TEXT SECTION:
It is currently Tue Nov 13, 2018 9:28 am

All times are UTC - 7 hours





Post new topic Reply to topic  [ 14 posts ] 
Author Message
PostPosted: Fri Oct 05, 2018 12:16 pm 
Offline

Joined: Tue Aug 28, 2018 8:54 am
Posts: 58
Location: Edmonton, Canada
So I'm trying to wrap my head around, on how to use local variables efficiently and not make mistakes.

It is not really important is it assembler of C, because cc65 does not encourage using local stack variables anyway. I don't say I really like x86, but arbitrary stack access in 6502 would be nice... Or at least fast stack.

Anyway, from what I learnt and saw, regardless of the compiler/assembler the only sane way is to use global variables.

Pseudo code example
Code:
foo1():
   use tmp1, tmp2
   cal bar1():
      use tmp3, tmp4():
      cal foo2():
         use tmp1
   use tmp1 // !! And now I have garbled data in tmp1 !!


So now I really have two options:

1. Fast and dangerous - be careful with using local variables, and do manual memory management, making sure that variables and registers will not be ruined
2. Slow and more comfortable - Use hardware stack, which is so-so for A register, but quite slow for anything else as it would require lda mem, pha, pla, sta mem for every variable

Am I correct? Should I take approach with hardware stack or rather forget about it and just try to be careful and spend wonderful hours of happy debugging?

SUPPLIED DATA:
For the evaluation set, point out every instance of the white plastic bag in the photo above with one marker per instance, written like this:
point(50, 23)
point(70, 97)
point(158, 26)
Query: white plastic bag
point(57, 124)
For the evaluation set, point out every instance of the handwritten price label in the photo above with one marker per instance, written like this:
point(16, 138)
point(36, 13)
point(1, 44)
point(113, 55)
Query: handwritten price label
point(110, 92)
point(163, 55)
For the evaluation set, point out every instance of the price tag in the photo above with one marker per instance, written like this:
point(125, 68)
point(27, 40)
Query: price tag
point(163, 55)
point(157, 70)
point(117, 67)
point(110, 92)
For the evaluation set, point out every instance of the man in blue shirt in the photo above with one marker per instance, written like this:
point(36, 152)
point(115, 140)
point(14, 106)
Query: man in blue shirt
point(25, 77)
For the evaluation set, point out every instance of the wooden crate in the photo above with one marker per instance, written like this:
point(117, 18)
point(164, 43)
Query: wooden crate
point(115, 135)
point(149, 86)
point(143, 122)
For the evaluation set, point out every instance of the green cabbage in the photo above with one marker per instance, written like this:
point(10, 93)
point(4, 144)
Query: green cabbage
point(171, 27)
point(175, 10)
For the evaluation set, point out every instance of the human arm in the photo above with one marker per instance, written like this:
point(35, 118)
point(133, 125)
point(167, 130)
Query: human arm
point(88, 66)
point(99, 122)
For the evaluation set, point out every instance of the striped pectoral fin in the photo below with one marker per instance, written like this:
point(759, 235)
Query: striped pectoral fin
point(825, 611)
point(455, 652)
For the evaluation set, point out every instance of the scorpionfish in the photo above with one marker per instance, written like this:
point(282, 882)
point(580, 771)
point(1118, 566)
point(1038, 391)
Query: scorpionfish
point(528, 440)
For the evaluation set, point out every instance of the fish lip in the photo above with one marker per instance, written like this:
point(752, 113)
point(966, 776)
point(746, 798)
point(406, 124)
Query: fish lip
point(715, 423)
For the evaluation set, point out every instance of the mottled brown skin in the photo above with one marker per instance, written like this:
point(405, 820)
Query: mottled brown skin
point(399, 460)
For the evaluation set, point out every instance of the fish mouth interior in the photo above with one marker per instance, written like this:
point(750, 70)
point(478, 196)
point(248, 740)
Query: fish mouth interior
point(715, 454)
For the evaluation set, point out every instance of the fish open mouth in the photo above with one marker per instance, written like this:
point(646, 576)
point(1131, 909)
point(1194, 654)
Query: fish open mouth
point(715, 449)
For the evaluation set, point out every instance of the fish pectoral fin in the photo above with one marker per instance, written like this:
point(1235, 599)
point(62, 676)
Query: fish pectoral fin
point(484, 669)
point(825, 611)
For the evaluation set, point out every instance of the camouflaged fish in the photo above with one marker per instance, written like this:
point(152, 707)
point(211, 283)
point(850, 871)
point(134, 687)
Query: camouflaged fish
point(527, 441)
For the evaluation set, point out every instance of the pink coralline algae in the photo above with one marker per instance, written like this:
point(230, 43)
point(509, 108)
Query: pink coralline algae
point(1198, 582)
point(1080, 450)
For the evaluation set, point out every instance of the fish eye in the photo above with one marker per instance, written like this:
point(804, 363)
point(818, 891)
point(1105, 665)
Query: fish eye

EXERCISE TASK A:
Answer the following about the forum post on 6502 local variables, one answer per line:
(i) What location does the poster give?
(ii) Which compiler does the post say does not encourage using local stack variables?
(iii) What instruction sequence does the second option say would be required for every variable?
EXERCISE TASK B:
Carry the forum thread on 6502 local variables forward from its final sentence.

TASK ANSWER A:
(i) Edmonton, Canada
(ii) cc65
(iii) lda mem, pha, pla, sta mem

TASK ANSWER B:
~30000 cycles per frame, this number makes me uncomfortable every time I add a new line of code.


Top
 Profile  
 
PostPosted: Fri Oct 05, 2018 12:30 pm 
Offline

Joined: Sun Apr 13, 2008 11:12 am
Posts: 7714
Location: Seattle
Maybe use a macro to trace overlay usage and issue a warning on collision?


Top
 Profile  
 
PostPosted: Fri Oct 05, 2018 12:51 pm 
Offline

Joined: Tue Aug 28, 2018 8:54 am
Posts: 58
Location: Edmonton, Canada
I'm not sure it's sustainable. I would have to declare functions in order of execution, and if it is library function that can be called from anywhere else, it will not work.

At this point I am not looking for silver bullet, but for the main approach so I don't waste time reinventing the wheel :)


Top
 Profile  
 
PostPosted: Fri Oct 05, 2018 12:53 pm 
Offline

Joined: Sun Apr 13, 2008 11:12 am
Posts: 7714
Location: Seattle
Simplest stupidest option is give every function a non-overlapping static allocation. Don't worry about the logistics of overlays—after all, that's where you're getting tripped up.


Top
 Profile  
 
PostPosted: Fri Oct 05, 2018 2:46 pm 
Offline
User avatar

Joined: Tue Apr 04, 2017 1:22 pm
Posts: 36
Location: Ohio, USA
You could simulate some near-arbitrary stack access.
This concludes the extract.